### [Text segment]
Start

# sherwin williams multi surface acrylic



## jacob33 (Jun 2, 2009)

I'm planning on using this for the first time on some cabinets. To the people that have used it does have good blocking and cure fast? I did a test spot today and it brushed and rolled very well. Not quite as good as oil but I would say 95% as good. My main concern is that it will dry and not get things stuck to it. It is a white so not much tint in it.


----------



## RH (Sep 7, 2010)

This has become my go to cabinet and door paint - I really like the stuff. IMO, it dries and cures faster and better than many products out there. Still, take reasonable precautions when transporting - no sense in creating problems.


----------



## jacob33 (Jun 2, 2009)

Do you use the egshell sheen? Most things around here are satin so I figured that would be the closest. It appears to only come in gloss or eggshell


----------



## RH (Sep 7, 2010)

jacob33 said:


> Do you use the egshell sheen? Most things around here are satin so I figured that would be the closest. It appears to only come in gloss or eggshell


Have never used the gloss. The eggshell is more like a satin IMO. Still, a semi-gloss would be a nice option. Hopefully they will come out with that in the near future. 

BTW, using a 310 FF tip, the stuff sprays great and levels out pretty darned nicely.


----------



## jacob33 (Jun 2, 2009)

It seemed to brush and roll well on my test piece which is important to me. We probably do 75 percent brush and roll. At least all the boxes we take the doors and draws to the shop but I do not like spraying in a house if I dont have too.


----------



## lilpaintchic (Jul 9, 2014)

So...I went looking for MSA today, my store guys were confused. Is it ASE relabled? A different product altogether? Or regional?


----------



## jacob33 (Jun 2, 2009)

Its in their industrial line I dont think its regional but could be. Its not ASE that stuff was terrible


----------



## tnw322 (Jun 6, 2016)

That's the problem with SW ,most of the staff in their stores are clueless. I recommend always talking with the manager or a rep. If they don't know what it is, that's scary. 


Sent from my iPhone using Tapatalk


----------



## lilpaintchic (Jul 9, 2014)

This guy has been around for a bit...not a manager or a mit even, I'll ask my rep about it.. .I wanted to paint an exterior metal door with it and give it a go...ended up with pi dtm...it'll work.


----------



## Rbriggs82 (Jul 9, 2012)

lilpaintchic said:


> So...I went looking for MSA today, my store guys were confused. Is it ASE relabled? A different product altogether? Or regional?


They didn't know what it was when I first asked for it either, now I have keep a minimum of 5 gals for me on automatic reorder. 

Oh and make sure you tell them it's in the pro industrial line.


----------



## PACman (Oct 24, 2014)

lilpaintchic said:


> So...I went looking for MSA today, my store guys were confused. Is it ASE relabled? A different product altogether? Or regional?


Confused? Sw store people? Naw! Impossible!


----------



## PACman (Oct 24, 2014)

tnw322 said:


> That's the problem with SW ,most of the staff in their stores are clueless. I recommend always talking with the manager or a rep. If they don't know what it is, that's scary.

End

Data lines

Start

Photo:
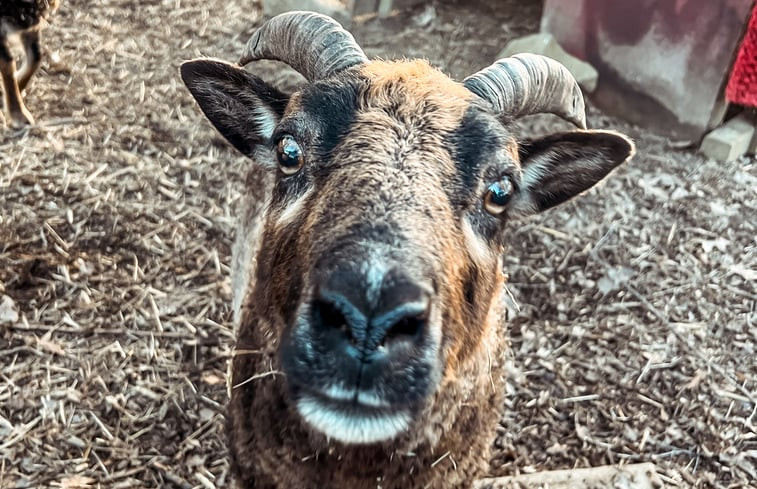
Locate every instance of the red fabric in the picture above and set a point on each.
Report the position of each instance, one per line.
(742, 87)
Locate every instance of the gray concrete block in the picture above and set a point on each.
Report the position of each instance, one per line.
(545, 44)
(339, 10)
(729, 141)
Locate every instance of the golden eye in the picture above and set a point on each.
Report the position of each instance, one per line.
(289, 154)
(498, 195)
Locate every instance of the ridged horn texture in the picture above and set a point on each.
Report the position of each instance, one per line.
(313, 44)
(526, 84)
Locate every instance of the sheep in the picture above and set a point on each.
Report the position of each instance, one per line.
(24, 19)
(367, 266)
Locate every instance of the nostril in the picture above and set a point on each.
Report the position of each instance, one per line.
(327, 315)
(406, 327)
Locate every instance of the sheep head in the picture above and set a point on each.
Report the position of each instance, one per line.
(380, 266)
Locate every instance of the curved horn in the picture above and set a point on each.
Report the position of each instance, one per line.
(530, 84)
(313, 44)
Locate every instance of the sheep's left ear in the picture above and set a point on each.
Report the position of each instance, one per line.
(561, 166)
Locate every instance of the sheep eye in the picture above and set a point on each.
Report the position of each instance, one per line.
(498, 195)
(289, 155)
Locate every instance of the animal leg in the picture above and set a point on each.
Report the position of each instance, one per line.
(31, 41)
(15, 110)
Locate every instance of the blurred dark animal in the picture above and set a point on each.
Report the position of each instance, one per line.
(367, 270)
(22, 18)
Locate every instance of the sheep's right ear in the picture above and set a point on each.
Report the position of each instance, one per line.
(243, 108)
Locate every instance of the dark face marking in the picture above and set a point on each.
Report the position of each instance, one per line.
(389, 300)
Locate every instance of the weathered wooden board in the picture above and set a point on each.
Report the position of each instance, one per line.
(636, 476)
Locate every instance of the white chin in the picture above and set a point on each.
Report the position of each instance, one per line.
(351, 427)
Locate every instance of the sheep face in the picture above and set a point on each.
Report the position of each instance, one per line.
(380, 264)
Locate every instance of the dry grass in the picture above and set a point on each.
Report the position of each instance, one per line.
(635, 338)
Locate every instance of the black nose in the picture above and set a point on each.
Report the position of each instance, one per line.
(369, 330)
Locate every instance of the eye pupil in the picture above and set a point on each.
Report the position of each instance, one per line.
(498, 195)
(289, 154)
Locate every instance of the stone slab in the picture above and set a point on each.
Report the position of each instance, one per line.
(729, 141)
(662, 64)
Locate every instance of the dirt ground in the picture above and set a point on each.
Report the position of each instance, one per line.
(633, 328)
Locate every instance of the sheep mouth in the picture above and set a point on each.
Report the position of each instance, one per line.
(364, 419)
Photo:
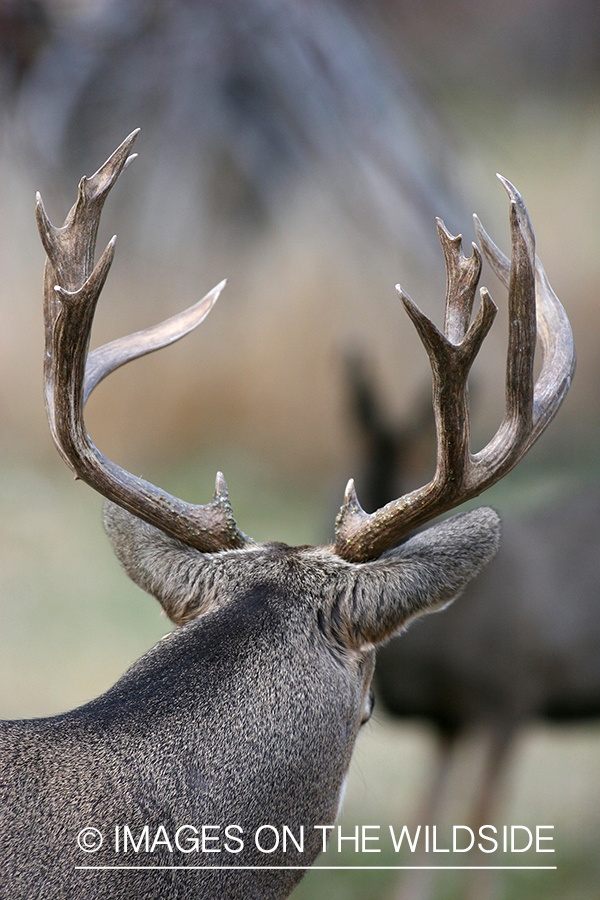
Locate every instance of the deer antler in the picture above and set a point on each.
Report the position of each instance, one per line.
(459, 476)
(72, 287)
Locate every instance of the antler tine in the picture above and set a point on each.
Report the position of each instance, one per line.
(554, 330)
(72, 287)
(459, 476)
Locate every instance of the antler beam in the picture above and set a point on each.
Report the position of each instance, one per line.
(460, 476)
(72, 287)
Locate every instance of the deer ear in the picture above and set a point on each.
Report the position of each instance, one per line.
(161, 565)
(422, 575)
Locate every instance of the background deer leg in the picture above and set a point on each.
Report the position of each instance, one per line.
(417, 884)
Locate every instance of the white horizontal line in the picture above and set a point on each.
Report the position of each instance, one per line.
(306, 868)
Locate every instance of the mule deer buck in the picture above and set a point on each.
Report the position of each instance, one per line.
(234, 734)
(522, 645)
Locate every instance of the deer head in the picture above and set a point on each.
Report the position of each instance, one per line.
(248, 712)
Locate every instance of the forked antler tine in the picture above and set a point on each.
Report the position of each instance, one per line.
(71, 291)
(555, 334)
(104, 360)
(462, 278)
(460, 476)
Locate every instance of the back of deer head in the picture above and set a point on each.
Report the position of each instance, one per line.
(241, 723)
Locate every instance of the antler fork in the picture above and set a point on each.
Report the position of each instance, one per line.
(459, 476)
(72, 287)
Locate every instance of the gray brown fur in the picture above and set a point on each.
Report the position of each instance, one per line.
(245, 715)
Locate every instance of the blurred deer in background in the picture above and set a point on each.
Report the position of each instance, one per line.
(248, 98)
(523, 643)
(248, 712)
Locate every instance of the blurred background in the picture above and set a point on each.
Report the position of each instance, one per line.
(302, 150)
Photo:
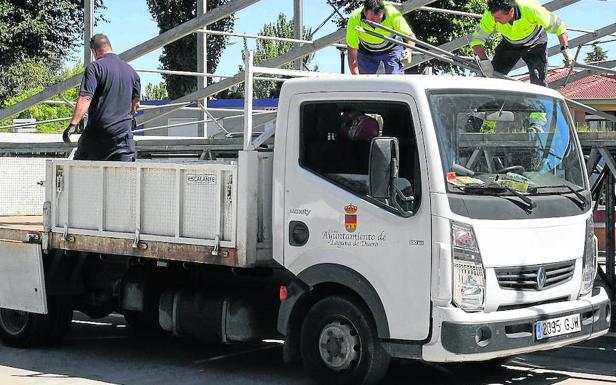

End

### [What the exercise asks]
From the forum thread, extract the passage that begins at the words "Have never used" and ends after the words "dont have too.". Rely on the forum thread alone.

### [Complete response]
Have never used the gloss. The eggshell is more like a satin IMO. Still, a semi-gloss would be a nice option. Hopefully they will come out with that in the near future. 

BTW, using a 310 FF tip, the stuff sprays great and levels out pretty darned nicely.


----------



## jacob33 (Jun 2, 2009)

It seemed to brush and roll well on my test piece which is important to me. We probably do 75 percent brush and roll. At least all the boxes we take the doors and draws to the shop but I do not like spraying in a house if I dont have too.